对BigEarthnet-MM数据集官方spilt代码调试的分享(tensorflow2)


前言

BigEarthnet数据集就不花笔墨介绍了,查到了这篇文章想必也都有所了解了。该文分享对BigEarthnet-MM数据集划分为训练集,测试集与验证集的官方代码进行的整理与改动,将tensorflow1版本的源代码改动为适配tensorflow2。由于作者在查找BigEarthnet数据集的相关信息时发现都是简单的介绍,而实际数据集在官方示例中还需要进行划分与转化为TFrecord格式进行保存。所以作者也是花了一些时间去官网上学习了一番,踩了一些坑也遇到一些bug,特此分享。


下载数据集

在进行介绍前,先粘贴一下bigearthnet的网址https://bigearth.net/,在官网上可以了解到更多相关信息。在数据划分之前需要提前下载好bigearthnet-MM数据集,官网上对BigEarthnet-MM的介绍就是S1和S2的集合,所以分别下载S1和S2就行了,数据集蛮大的,需要预留出足够的硬盘空间。


官方代码

BigEarthnet-MM数据集解压后需要进行数据集划分成为训练集,测试集与验证集。官方提供的划分为19类的代码链接为https://git.tu-berlin.de/rsim/BigEarthNet-MM_19-classes_models

官方提供的程序需要配置了GDAL库或者rasterio库,以及1.15版本的tensorflow,python版本为3.6。作者使用的python版本为3.9.18,tensorflow-gpu版本为2.6.0。

作者在下载GDAL库时遇到还未解决的问题,库里配置好了GDAL库(3.6.2),但在运行代码却import不了,降低版本还是不行,目前没找到解决方案,希望有好心人知晓可以在评论区或者私聊分享一下。rasterio库配置好后可以正常使用。


tensorflow_utils.py代码改动

import tensorflow as tf
import numpy as np
import os
import json

# SAR band names to read related GeoTIFF files
band_names_s1 = ["VV", "VH"]

# Spectral band names to read related GeoTIFF files
band_names_s2 = ['B01', 'B02', 'B03', 'B04', 'B05',
                 'B06', 'B07', 'B08', 'B8A', 'B09', 'B11', 'B12']

def prep_example(bands, BigEarthNet_19_labels, BigEarthNet_19_labels_multi_hot, patch_name_s1, patch_name_s2):
    return tf.train.Example(
            features=tf.train.Features(
                feature={
                    'B01': tf.train.Feature(
                        int64_list=tf.train.Int64List(value=np.ravel(bands['B01']))),
                    'B02': tf.train.Feature(
                        int64_list=tf.train.Int64List(value=np.ravel(bands['B02']))),
                    'B03': tf.train.Feature(
                        int64_list=tf.train.Int64List(value=np.ravel(bands['B03']))),
                    'B04': tf.train.Feature(
                        int64_list=tf.train.Int64List(value=np.ravel(bands['B04']))),
                    'B05': tf.train.Feature(
                        int64_list=tf.train.Int64List(value=np.ravel(bands['B05']))),
                    'B06': tf.train.Feature(
                        int64_list=tf.train.Int64List(value=np.ravel(bands['B06']))),
                    'B07': tf.train.Feature(
                        int64_list=tf.train.Int64List(value=np.ravel(bands['B07']))),
                    'B08': tf.train.Feature(
                        int64_list=tf.train.Int64List(value=np.ravel(bands['B08']))),
                    'B8A': tf.train.Feature(
                        int64_list=tf.train.Int64List(value=np.ravel(bands['B8A']))),
                    'B09': tf.train.Feature(
                        int64_list=tf.train.Int64List(value=np.ravel(bands['B09']))),
                    'B11': tf.train.Feature(
                        int64_list=tf.train.Int64List(value=np.ravel(bands['B11']))),
                    'B12': tf.train.Feature(
                        int64_list=tf.train.Int64List(value=np.ravel(bands['B12']))),
                    "VV":  tf.train.Feature(
                        float_list=tf.train.FloatList(value=np.ravel(bands['VV']))),
                    "VH":  tf.train.Feature(
                        float_list=tf.train.FloatList(value=np.ravel(bands['VH']))),
                    'BigEarthNet-19_labels': tf.train.Feature(
                        bytes_list=tf.train.BytesList(
                            value=[i.encode('utf-8') for i in BigEarthNet_19_labels])),
                    'BigEarthNet-19_labels_multi_hot': tf.train.Feature(
                        int64_list=tf.train.Int64List(value=BigEarthNet_19_labels_multi_hot)),
                    'patch_name_s1': tf.train.Feature(
                        bytes_list=tf.train.BytesList(value=[patch_name_s1.encode('utf-8')])),
                    'patch_name_s2': tf.train.Feature(
                        bytes_list=tf.train.BytesList(value=[patch_name_s2.encode('utf-8')]))

任务目标: 文章中以含有“对BigEarthnet-MM数据集官方”的字句开头、到“也遇到一些bug,特此分享。”为止的那一段，能一字不差地重复一遍吗？ 完成此题无需参考列表。

所给资料:

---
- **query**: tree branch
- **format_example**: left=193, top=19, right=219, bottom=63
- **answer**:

完整回答:
对BigEarthnet-MM数据集官方spilt代码调试的分享(tensorflow2)


前言

BigEarthnet数据集就不花笔墨介绍了,查到了这篇文章想必也都有所了解了。该文分享对BigEarthnet-MM数据集划分为训练集,测试集与验证集的官方代码进行的整理与改动,将tensorflow1版本的源代码改动为适配tensorflow2。由于作者在查找BigEarthnet数据集的相关信息时发现都是简单的介绍,而实际数据集在官方示例中还需要进行划分与转化为TFrecord格式进行保存。所以作者也是花了一些时间去官网上学习了一番,踩了一些坑也遇到一些bug,特此分享。